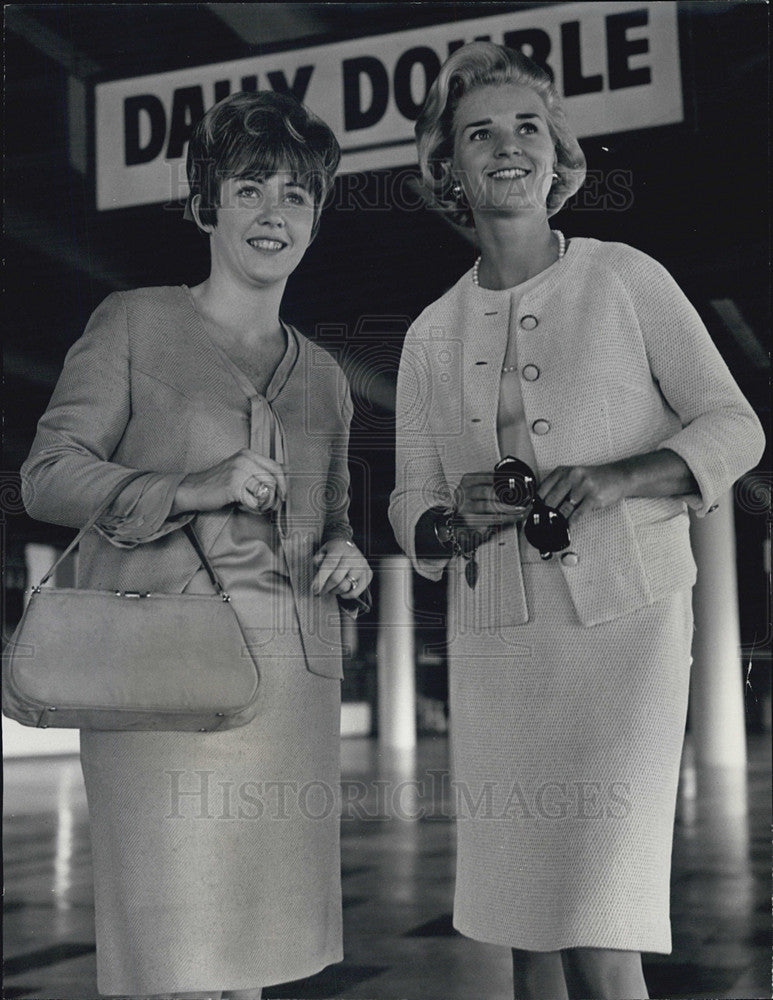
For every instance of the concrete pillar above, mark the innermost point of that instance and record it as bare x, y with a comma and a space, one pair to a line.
717, 721
396, 656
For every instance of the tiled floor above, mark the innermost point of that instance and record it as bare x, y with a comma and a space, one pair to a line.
398, 854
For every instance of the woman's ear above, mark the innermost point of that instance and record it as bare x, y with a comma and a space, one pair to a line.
195, 206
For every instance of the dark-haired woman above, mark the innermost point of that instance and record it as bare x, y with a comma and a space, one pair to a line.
569, 656
216, 856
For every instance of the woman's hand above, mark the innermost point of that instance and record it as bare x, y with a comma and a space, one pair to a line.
341, 569
247, 478
579, 489
477, 504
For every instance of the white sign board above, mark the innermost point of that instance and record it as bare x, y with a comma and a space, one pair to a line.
616, 64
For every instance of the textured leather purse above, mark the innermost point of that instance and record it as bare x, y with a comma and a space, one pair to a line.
129, 660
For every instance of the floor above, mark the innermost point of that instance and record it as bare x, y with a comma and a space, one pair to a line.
398, 864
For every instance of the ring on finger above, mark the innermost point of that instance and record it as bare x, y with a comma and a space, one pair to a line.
262, 493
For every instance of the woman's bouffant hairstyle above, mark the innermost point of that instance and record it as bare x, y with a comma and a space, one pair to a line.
482, 64
251, 134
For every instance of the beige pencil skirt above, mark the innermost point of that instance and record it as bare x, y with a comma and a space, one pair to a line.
566, 743
216, 855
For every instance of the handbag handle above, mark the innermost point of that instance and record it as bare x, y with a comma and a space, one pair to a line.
190, 534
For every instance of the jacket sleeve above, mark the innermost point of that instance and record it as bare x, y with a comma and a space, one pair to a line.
420, 482
69, 471
337, 486
721, 437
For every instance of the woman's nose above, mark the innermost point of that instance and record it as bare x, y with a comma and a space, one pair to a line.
269, 214
507, 145
271, 217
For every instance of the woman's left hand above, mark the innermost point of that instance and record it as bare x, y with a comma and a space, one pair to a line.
579, 489
341, 569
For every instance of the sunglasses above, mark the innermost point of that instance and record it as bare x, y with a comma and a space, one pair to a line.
544, 527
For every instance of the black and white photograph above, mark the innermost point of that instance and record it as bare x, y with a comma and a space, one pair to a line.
386, 501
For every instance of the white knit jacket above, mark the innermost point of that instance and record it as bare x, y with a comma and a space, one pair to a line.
626, 366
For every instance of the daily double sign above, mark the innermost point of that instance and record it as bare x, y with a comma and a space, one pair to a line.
616, 64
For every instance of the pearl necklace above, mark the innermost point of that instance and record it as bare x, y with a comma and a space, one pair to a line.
561, 251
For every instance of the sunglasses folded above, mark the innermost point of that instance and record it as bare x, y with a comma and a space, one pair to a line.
545, 528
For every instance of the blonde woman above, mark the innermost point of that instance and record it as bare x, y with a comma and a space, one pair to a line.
583, 366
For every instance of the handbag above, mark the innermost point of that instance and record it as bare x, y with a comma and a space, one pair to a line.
129, 660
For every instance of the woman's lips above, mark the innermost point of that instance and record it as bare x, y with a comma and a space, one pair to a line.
509, 173
263, 243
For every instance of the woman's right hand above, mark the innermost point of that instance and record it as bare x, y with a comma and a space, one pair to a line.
477, 504
245, 478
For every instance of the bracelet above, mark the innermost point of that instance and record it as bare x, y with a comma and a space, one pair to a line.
444, 527
446, 523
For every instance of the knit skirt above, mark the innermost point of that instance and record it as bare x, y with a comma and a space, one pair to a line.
566, 755
216, 855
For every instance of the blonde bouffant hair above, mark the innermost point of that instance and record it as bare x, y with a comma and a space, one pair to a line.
482, 64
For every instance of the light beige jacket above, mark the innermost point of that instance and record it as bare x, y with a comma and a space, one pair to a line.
145, 388
625, 366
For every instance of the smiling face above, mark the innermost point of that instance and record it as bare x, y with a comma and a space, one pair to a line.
264, 226
503, 153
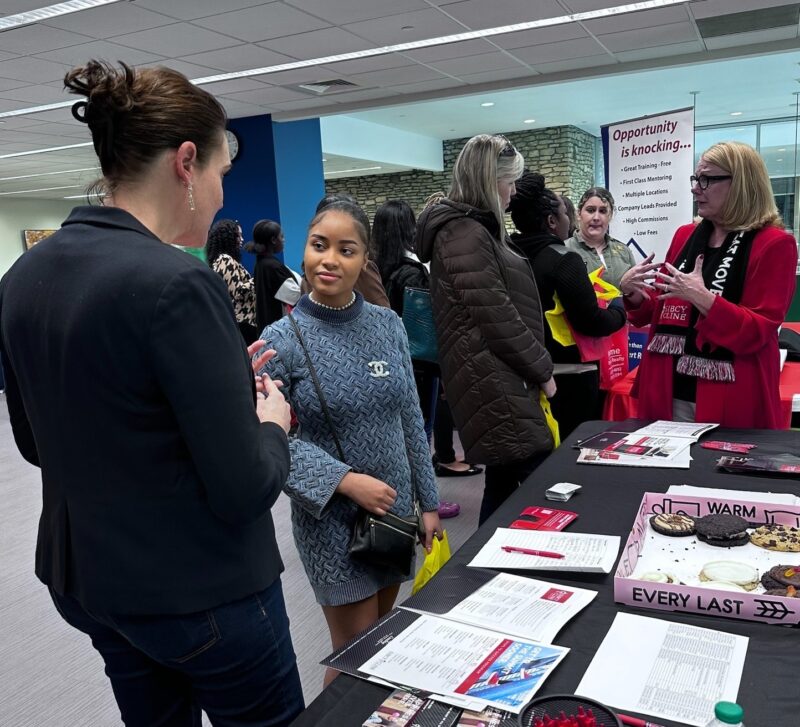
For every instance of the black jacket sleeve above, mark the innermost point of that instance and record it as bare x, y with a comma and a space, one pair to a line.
575, 291
241, 462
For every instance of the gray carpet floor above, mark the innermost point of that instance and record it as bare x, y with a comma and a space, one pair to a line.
50, 676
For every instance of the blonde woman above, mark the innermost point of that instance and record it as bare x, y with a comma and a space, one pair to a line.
488, 318
718, 300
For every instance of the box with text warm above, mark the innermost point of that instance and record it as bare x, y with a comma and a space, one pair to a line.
649, 556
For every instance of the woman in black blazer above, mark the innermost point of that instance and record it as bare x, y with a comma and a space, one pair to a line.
129, 385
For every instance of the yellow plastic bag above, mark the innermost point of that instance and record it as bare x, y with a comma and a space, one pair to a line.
556, 319
439, 555
552, 424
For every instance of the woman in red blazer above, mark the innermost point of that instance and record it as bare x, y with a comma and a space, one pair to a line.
717, 302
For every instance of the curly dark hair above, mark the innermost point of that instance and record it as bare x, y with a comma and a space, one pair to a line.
223, 239
533, 204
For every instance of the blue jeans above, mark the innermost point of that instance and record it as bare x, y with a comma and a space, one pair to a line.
235, 662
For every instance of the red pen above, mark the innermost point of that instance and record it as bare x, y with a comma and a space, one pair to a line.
635, 721
528, 551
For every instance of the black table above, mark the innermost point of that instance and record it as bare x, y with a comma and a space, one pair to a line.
607, 504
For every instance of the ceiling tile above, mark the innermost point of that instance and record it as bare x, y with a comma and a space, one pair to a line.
37, 38
406, 27
394, 76
351, 11
263, 22
365, 65
239, 58
642, 19
460, 67
183, 10
103, 50
646, 37
502, 74
537, 36
660, 51
178, 39
109, 20
32, 70
451, 50
266, 95
550, 52
317, 43
479, 14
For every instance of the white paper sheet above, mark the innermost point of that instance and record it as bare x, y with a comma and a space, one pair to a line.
583, 552
665, 669
523, 607
445, 657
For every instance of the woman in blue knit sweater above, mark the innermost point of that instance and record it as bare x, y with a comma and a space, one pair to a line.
360, 353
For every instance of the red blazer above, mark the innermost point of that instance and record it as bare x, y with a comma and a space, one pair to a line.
749, 330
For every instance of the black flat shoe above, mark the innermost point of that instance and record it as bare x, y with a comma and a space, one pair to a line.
442, 471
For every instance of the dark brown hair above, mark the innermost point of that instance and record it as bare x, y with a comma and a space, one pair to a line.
135, 115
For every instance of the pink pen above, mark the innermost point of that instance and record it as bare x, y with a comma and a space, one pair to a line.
528, 551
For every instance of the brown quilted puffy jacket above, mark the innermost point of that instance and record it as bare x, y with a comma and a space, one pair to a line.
490, 331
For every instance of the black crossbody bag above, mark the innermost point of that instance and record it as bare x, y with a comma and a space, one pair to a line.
389, 540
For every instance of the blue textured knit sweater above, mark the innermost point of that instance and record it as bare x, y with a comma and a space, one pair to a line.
361, 358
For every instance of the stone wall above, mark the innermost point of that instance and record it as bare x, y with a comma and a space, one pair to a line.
564, 154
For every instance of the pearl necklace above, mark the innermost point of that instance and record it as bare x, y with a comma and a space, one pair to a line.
333, 307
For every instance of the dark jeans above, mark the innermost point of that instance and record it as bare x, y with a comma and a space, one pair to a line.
236, 662
503, 479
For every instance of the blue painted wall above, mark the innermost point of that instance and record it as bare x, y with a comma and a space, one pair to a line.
277, 176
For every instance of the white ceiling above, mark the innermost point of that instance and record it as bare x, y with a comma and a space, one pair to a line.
206, 37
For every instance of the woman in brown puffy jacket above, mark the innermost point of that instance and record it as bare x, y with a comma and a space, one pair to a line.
489, 322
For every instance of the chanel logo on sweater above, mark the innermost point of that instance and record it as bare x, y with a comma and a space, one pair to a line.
378, 369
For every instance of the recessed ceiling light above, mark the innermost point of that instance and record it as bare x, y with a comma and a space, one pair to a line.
411, 45
51, 11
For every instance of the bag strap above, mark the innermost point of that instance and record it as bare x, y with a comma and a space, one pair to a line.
317, 386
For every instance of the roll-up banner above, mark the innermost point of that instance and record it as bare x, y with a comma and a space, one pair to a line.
648, 162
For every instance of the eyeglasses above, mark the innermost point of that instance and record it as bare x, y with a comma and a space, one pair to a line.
704, 180
508, 150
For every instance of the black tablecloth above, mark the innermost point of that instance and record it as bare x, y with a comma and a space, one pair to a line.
607, 504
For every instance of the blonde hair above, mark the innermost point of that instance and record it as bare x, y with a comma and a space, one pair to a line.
483, 161
750, 204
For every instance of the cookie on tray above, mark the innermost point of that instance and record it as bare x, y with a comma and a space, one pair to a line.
672, 524
783, 538
788, 592
722, 531
730, 571
784, 575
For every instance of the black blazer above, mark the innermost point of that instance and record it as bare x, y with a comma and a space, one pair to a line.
129, 385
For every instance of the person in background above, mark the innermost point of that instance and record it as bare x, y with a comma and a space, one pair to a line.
360, 353
223, 254
276, 285
129, 385
592, 241
570, 209
393, 229
541, 219
718, 300
369, 282
488, 317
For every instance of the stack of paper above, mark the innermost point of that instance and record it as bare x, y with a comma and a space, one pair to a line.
661, 444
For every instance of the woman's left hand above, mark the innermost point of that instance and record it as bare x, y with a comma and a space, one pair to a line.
433, 527
686, 286
260, 362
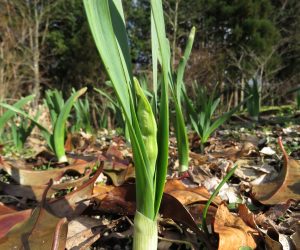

Instructions to follow » Count the lines in the data above that contain the string "textured", matching case exactly, and reply with only the number.

Problem solution » 2